*PROMPT*:
Starting at the line that contains "Target — cap brim", write out every line through the last one in the records below, word for word. Leave out any pictures.
----------
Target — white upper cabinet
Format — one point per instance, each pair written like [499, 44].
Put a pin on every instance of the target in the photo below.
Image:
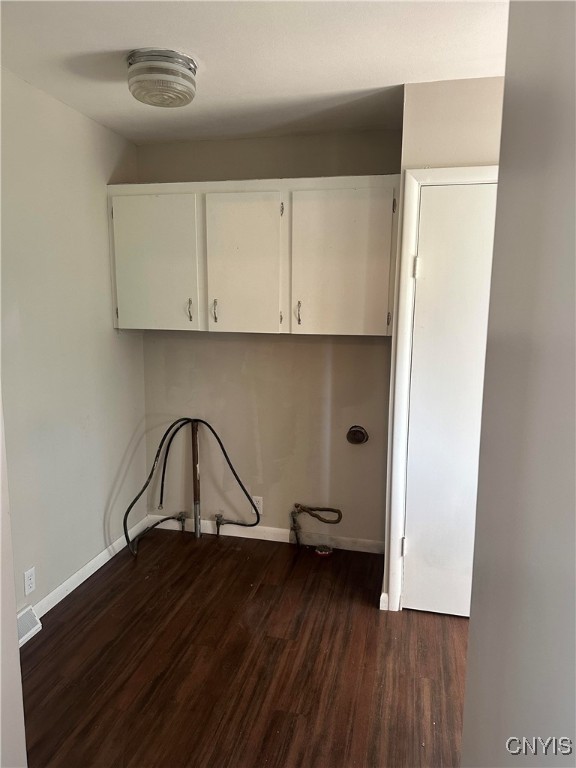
[307, 256]
[341, 249]
[156, 259]
[243, 261]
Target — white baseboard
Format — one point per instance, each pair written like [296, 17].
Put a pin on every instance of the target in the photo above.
[264, 533]
[260, 532]
[58, 594]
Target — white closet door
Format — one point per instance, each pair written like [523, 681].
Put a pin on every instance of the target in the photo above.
[341, 240]
[156, 261]
[243, 261]
[455, 242]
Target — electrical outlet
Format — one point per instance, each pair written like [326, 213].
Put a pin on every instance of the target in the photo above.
[29, 580]
[259, 504]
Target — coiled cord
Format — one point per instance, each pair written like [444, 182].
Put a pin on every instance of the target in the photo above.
[169, 435]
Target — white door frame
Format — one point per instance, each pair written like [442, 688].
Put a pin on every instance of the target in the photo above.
[414, 180]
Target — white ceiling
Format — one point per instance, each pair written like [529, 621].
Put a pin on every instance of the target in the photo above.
[265, 68]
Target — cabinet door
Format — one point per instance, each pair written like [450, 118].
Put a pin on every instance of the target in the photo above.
[243, 261]
[341, 243]
[155, 254]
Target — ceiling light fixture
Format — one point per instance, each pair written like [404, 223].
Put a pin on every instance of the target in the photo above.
[161, 77]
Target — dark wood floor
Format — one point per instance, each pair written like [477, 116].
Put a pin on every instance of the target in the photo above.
[235, 653]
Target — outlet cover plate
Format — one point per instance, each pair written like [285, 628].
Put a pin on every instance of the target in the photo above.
[258, 501]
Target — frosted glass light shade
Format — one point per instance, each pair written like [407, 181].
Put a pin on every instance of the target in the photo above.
[161, 77]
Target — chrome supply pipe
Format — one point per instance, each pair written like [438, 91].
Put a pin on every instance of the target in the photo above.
[196, 480]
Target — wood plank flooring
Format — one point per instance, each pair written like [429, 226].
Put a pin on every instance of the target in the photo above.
[235, 653]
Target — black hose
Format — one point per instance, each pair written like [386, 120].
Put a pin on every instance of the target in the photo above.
[220, 520]
[146, 484]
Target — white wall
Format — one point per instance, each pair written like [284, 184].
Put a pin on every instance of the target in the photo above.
[282, 404]
[330, 154]
[521, 676]
[12, 737]
[72, 386]
[452, 123]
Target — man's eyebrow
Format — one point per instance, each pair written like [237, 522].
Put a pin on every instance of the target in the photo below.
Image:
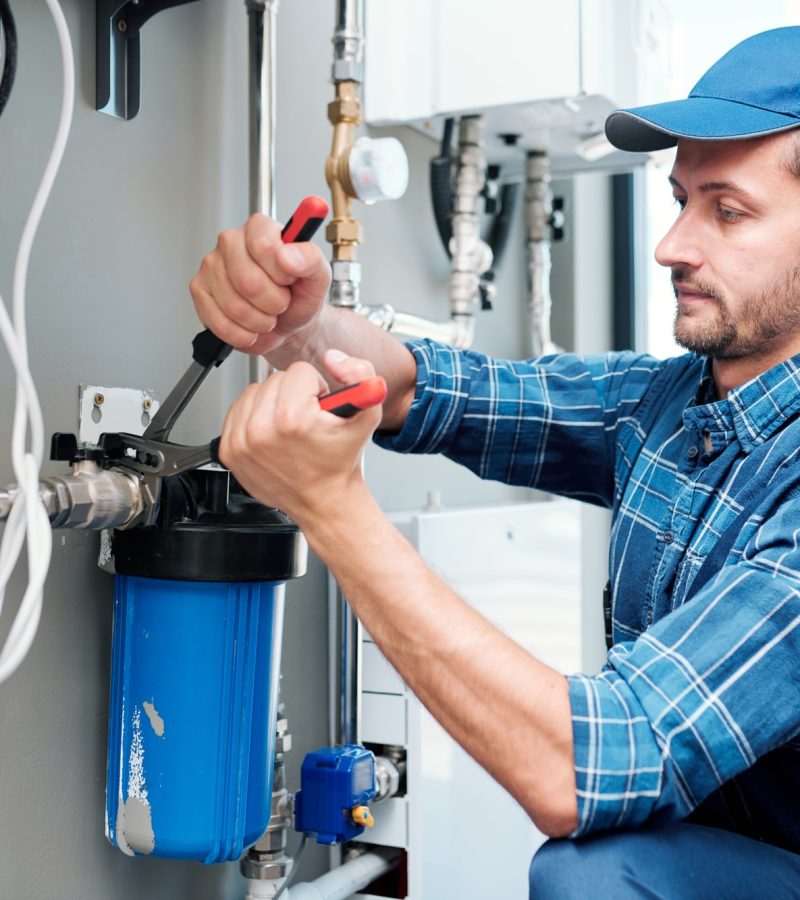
[709, 187]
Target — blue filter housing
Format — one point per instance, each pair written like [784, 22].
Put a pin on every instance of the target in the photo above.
[194, 678]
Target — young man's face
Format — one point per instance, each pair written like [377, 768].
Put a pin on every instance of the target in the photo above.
[734, 250]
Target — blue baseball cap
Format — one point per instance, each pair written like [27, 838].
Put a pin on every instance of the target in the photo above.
[753, 91]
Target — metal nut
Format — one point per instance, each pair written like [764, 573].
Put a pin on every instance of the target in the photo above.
[343, 231]
[344, 110]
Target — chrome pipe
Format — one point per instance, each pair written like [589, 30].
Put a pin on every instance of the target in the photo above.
[262, 15]
[348, 42]
[459, 331]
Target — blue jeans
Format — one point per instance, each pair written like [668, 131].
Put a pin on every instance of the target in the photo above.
[679, 861]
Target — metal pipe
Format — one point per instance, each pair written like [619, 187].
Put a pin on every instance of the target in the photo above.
[7, 497]
[266, 865]
[538, 218]
[344, 113]
[459, 331]
[348, 42]
[262, 16]
[348, 879]
[89, 497]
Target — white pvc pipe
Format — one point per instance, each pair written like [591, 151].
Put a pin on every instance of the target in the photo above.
[345, 881]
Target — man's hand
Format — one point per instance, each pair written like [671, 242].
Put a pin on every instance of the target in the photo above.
[253, 291]
[289, 453]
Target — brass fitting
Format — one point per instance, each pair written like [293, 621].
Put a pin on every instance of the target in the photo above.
[343, 232]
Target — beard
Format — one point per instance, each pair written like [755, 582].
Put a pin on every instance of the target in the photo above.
[758, 326]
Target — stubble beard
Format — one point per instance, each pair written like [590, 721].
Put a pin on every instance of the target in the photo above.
[762, 322]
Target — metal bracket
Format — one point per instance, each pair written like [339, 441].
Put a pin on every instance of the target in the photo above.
[118, 52]
[113, 409]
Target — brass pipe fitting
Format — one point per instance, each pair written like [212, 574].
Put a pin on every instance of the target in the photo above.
[344, 113]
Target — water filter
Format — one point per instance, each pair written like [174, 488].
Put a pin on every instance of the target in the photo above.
[198, 614]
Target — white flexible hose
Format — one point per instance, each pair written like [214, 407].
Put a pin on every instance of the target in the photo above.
[28, 519]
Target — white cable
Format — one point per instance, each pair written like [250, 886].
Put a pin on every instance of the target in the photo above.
[28, 521]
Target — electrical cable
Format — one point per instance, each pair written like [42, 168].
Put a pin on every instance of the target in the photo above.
[295, 868]
[9, 31]
[28, 521]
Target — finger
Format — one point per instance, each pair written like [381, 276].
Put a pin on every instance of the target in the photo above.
[223, 327]
[242, 280]
[233, 437]
[347, 369]
[298, 397]
[286, 264]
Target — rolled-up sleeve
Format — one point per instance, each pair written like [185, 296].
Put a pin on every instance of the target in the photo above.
[700, 696]
[548, 423]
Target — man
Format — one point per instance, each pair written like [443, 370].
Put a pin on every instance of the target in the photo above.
[697, 714]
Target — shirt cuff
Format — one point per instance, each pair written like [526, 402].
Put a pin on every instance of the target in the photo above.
[618, 765]
[442, 389]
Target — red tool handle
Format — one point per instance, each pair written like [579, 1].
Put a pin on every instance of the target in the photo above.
[349, 400]
[345, 402]
[305, 220]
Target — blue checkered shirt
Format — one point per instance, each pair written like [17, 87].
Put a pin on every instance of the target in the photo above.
[693, 693]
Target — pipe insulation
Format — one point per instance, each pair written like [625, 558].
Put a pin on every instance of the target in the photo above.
[470, 255]
[538, 218]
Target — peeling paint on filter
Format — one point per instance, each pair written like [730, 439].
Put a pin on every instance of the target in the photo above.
[156, 722]
[134, 821]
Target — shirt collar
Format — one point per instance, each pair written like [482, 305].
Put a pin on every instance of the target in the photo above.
[754, 410]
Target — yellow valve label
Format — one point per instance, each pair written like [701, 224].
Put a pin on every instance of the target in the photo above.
[362, 816]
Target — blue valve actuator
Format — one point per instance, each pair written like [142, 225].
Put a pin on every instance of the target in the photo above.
[336, 783]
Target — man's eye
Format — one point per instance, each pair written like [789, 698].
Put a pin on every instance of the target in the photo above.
[729, 215]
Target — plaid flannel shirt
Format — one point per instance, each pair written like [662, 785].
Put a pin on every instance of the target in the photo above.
[693, 694]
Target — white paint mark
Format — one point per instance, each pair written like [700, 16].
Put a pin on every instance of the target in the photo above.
[156, 722]
[134, 821]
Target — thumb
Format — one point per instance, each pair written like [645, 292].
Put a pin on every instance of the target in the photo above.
[347, 369]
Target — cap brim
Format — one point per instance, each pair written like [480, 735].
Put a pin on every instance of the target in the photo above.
[646, 128]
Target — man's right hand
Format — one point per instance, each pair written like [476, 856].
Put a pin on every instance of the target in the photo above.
[254, 292]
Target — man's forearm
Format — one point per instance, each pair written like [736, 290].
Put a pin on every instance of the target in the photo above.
[507, 709]
[350, 332]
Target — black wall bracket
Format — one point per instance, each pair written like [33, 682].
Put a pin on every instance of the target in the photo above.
[118, 53]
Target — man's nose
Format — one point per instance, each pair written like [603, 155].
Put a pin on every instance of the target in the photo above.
[680, 246]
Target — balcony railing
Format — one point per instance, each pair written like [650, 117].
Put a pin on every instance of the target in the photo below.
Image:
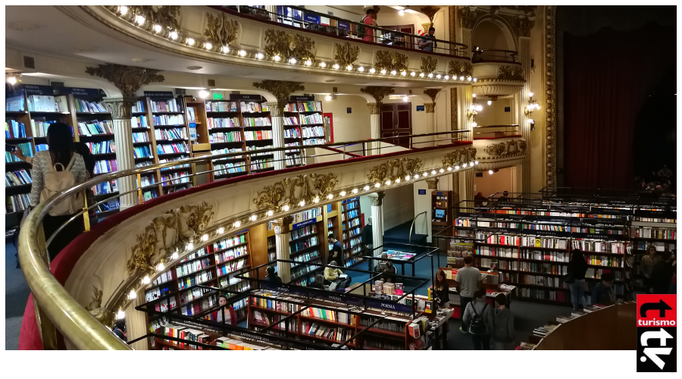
----------
*EXPECTED ANSWER*:
Target — cap brim
Format — one point per instance, each pair written like [480, 735].
Put a pin on every instance of the target in the photo above.
[646, 128]
Target — man's right hand
Format — one point per instance, each pair written like [476, 856].
Put a pin on every instance of the target in the photo above.
[254, 292]
Target — man's forearm
Format — one point per instance, each pair written like [736, 290].
Put a pin on every instance of the target in the photo above.
[507, 709]
[350, 332]
Target — black wall bracket
Format — one point per instance, each pair written like [33, 682].
Put a pin on every instance of the target in the photo above.
[118, 53]
Target — man's nose
Format — one point per instance, each pair written like [603, 155].
Put a pin on every instance of the target in the photo above.
[680, 246]
Target — balcony railing
Format — one point per instance, each pair written like [650, 117].
Put a pin on every instance of the target in the photo below.
Image:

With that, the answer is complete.